• ТЕКСТ ДЛЯ ЧТЕНИЯ:
————
Следующее препятствие: можно ожидать, что технологическое замещение совершит посягательство на занятость и в финансовом секторе. Как я уже заметил, в оптимистическом для капитализма сценарии финансовый рынок может стать опорой для среднего класса, уменьшающегося при другом раскладе, двумя способами: либо все станут капиталистами, либо каждому будет обеспечена занятость в финансовом секторе. Убедительно ли последнее предположение, что финансовый сектор возместит ущерб, когда весь прочий труд постигнет технологическое замещение? Почему технологическое замещение не должно происходить в пределах самой финансовой сферы? Мы уже видели пример этого процесса на нижнем уровне: онлайн-банкинг устраняет необходимость в банковских кассирах и клерках, а банки сокращают численность персонала, даже несмотря на то, что они теперь располагают бóльшим набором финансовых инструментов. Мантра капиталистических экономистов состоит в том, что неквалифицированный труд вытесняется более опытными профессионалами. Но как далеко может расширяться сам сектор финансовых профессионалов? Временные разогревы системы наподобие бума 1990-х могут легко оказаться являются преходящей фазой, да и в любом случае трудно представить, что в автоматизированном будущем почти все работники станут менеджерами хедж-фондов. Однако заветной мечтой, которую капитализм может предложить будущему, по-прежнему остается мир, где никто не занимается реальным производительным трудом, но все являются финансовыми манипуляторами. Возможно, в будущем мы столкнемся с этой фазой, и если это произойдет, то я утверждаю, что это будет началом окончательного краха капитализма.
Выход 4. Правительство обеспечивает занятость и инвестиции, т.е. решение в духе кейнсианского государства всеобщего благосостояния. Теперь перейдем к путям выхода из кризиса, которые не являются присущими капитализму как таковому, но выступают спасением извне. Полвека назад широко доказывалось, что капитализм был спасен государствами благосостояния 1930-х, 40-х и 50-х, т.е. капитализм спасали левые либералы, в то время как правая идеология доказала свою неспособность спасти саму себя. Могут ли теперь правительственные расходы решить проблему технологического замещения среднего класса?
————
• ЗАДАНИЯ:
- 1) Определите, соответствуют ли тексту о технологическом замещении и капитализме следующие утверждения: (a) онлайн-банкинг делает ненужными банковских кассиров и клерков; (b) автор считает вполне представимым, что в автоматизированном будущем почти все работники станут менеджерами хедж-фондов; (c) полвека назад широко доказывалось, что капитализм спасла правая идеология. Для каждого ответьте «да» или «нет» и приведите решающие слова текста в точной цитате.
- 2) Продолжите текст о технологическом замещении и капитализме, начиная сразу после его последнего предложения, вопроса о правительственных расходах.

Записи с указанием и подписями
————
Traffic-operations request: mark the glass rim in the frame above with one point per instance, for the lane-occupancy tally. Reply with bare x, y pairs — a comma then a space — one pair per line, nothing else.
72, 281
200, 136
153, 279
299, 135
————
• ОЖИДАЕМЫЕ ОТВЕТЫ:
- 1)
(a) Да: «онлайн-банкинг устраняет необходимость в банковских кассирах и клерках».
(b) Нет: «трудно представить, что в автоматизированном будущем почти все работники станут менеджерами хедж-фондов».
(c) Нет: «капитализм спасали левые либералы, в то время как правая идеология доказала свою неспособность спасти саму себя».

- 2)
Основной формой прямого правительственного найма стало административное трудоустройство среднего класса, поэтому любое развитие тенденции к автоматизации и компьютеризации подобных работ сократит в том числе и правительственную занятость. Достаточно решительный политический режим мог бы противостоять этому, отказавшись от автоматизации работ, однако же представляется, что этот своеобразный неолуддизм может вызвать лишь сатирическое порицание (для примера посмотрите фильм 1959 года с Питером Селлерсом «Я в порядке, Джек» о британских тред-юнионах в зените их могущества [5]). Сохранение технологической отсталости в целях защиты занятости, скорее всего, окажется деморализующим и политически безжизненным жестом. Еще одна версия подобной политики, работавшая в прошлом, – это военное кейнсианство, то есть создание рабочих мест в вооруженных силах одновременно со стимулированием экономики при помощи военного производства. Однако современная война стала разновидностью хай-тека, технологии способствуют трансформации армий в более мелкие боевые подразделения, которые координируются компьютерами, спутниками, воздушными сенсорами и устройствами контроля удаленного наблюдения и наведения. Вооруженные силы – это передний край роботизации, и поэтому даже всеобщая мобилизация в духе мировых войн вряд ли когда-нибудь воспроизведет ту же разновидность массовой армии, которая была в ХХ веке.
Помимо прямого государственного найма, существует также увеличение государственных расходов – приоритетный инструмент нынешних стимулирующих антикризисных пакетов. Большинство государственных инвестиций делается в материальную инфраструктуру – дороги, мосты, аэропорты, энергетику, а наравне с этим – в так называемую информационную магистраль (information highway). Но и эти отрасли подвержены компьютеризации и автоматизации, поддерживая тем самым тренд технологического замещения. Еще менее вероятно, что противостоять волне технологического вытеснения труда будут правительственные инвестиции в частный сектор. С особой мантрой об эффективности подобных инвестиций государство берет на себя роль капиталиста или, как минимум, капиталистического инспектора – в любом случае целью этого является сокращение издержек на оплату труда, а стало быть, сокращение занятости.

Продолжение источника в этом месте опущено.